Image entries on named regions

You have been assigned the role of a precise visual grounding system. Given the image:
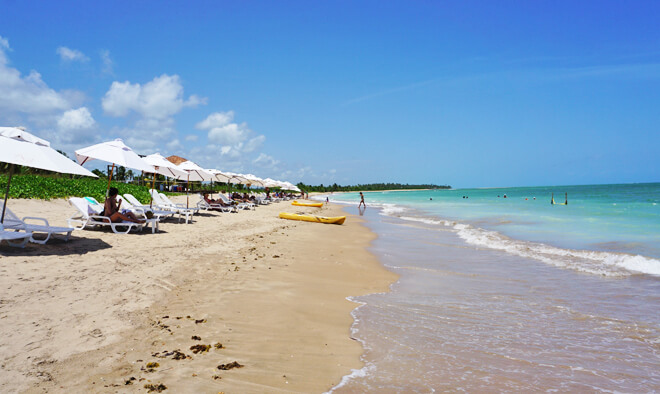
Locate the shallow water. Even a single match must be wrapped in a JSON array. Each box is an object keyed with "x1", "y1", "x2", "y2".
[
  {"x1": 334, "y1": 208, "x2": 660, "y2": 393},
  {"x1": 324, "y1": 184, "x2": 660, "y2": 393},
  {"x1": 330, "y1": 183, "x2": 660, "y2": 276}
]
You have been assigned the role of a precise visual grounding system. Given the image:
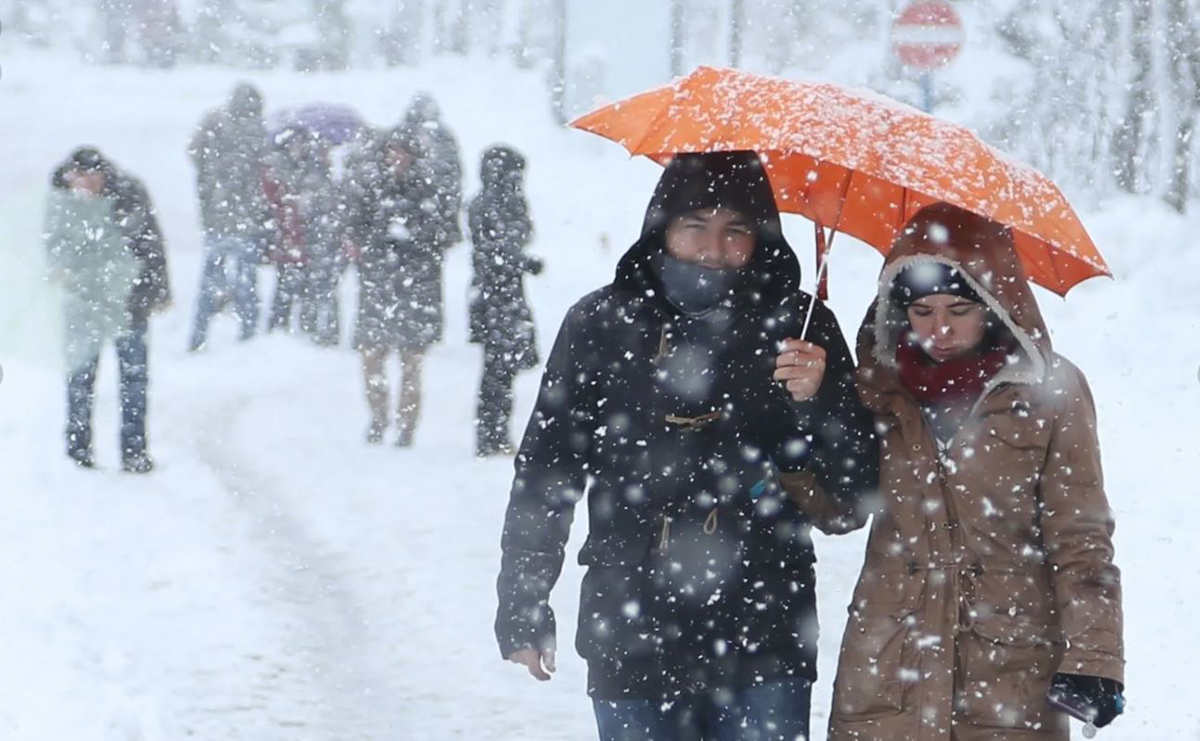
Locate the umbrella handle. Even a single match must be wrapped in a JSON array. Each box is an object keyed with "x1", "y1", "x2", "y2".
[{"x1": 800, "y1": 225, "x2": 838, "y2": 341}]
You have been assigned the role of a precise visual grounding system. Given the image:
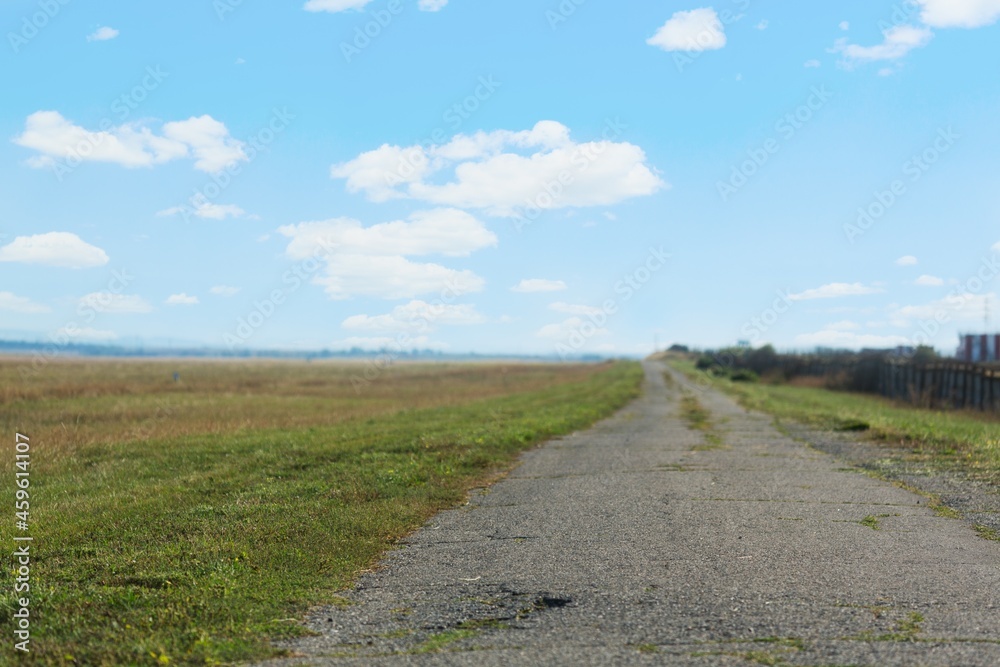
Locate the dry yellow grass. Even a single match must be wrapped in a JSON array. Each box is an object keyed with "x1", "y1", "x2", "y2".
[{"x1": 0, "y1": 358, "x2": 608, "y2": 462}]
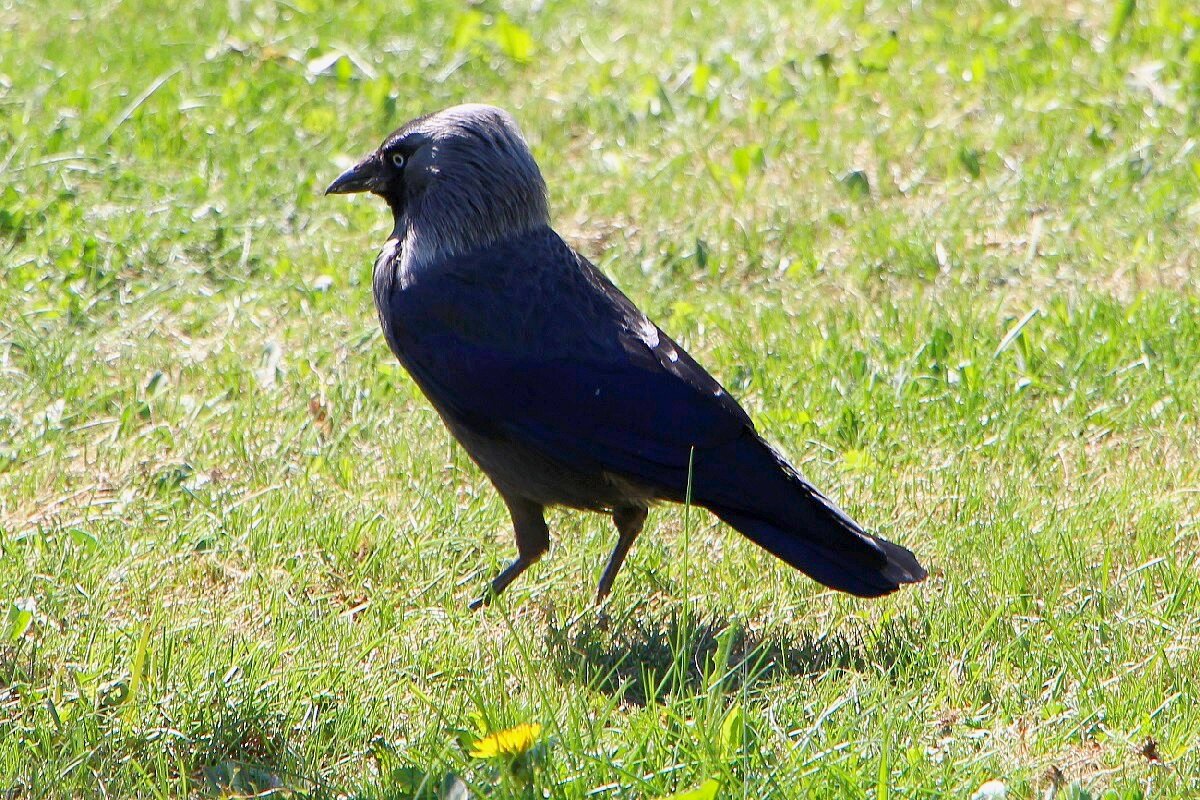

• TASK TO COMPLETE:
Return each line of the material above that contains the word "object", copying every such line in full.

• RESULT OF THIS EXERCISE:
Locate the shallow water. Even a single match must be wrapped in a JSON array. Each box is an object keyed with "x1", "y1", "x2", "y2".
Locate the umbrella handle. Even a single match must be wrapped in a JSON array. Each box is an object keyed with "x1", "y1", "x2", "y2".
Locate the dry yellow grass. Even a single match must be wrapped in a JSON array. Each box is an object keyed with "x1", "y1", "x2", "y2".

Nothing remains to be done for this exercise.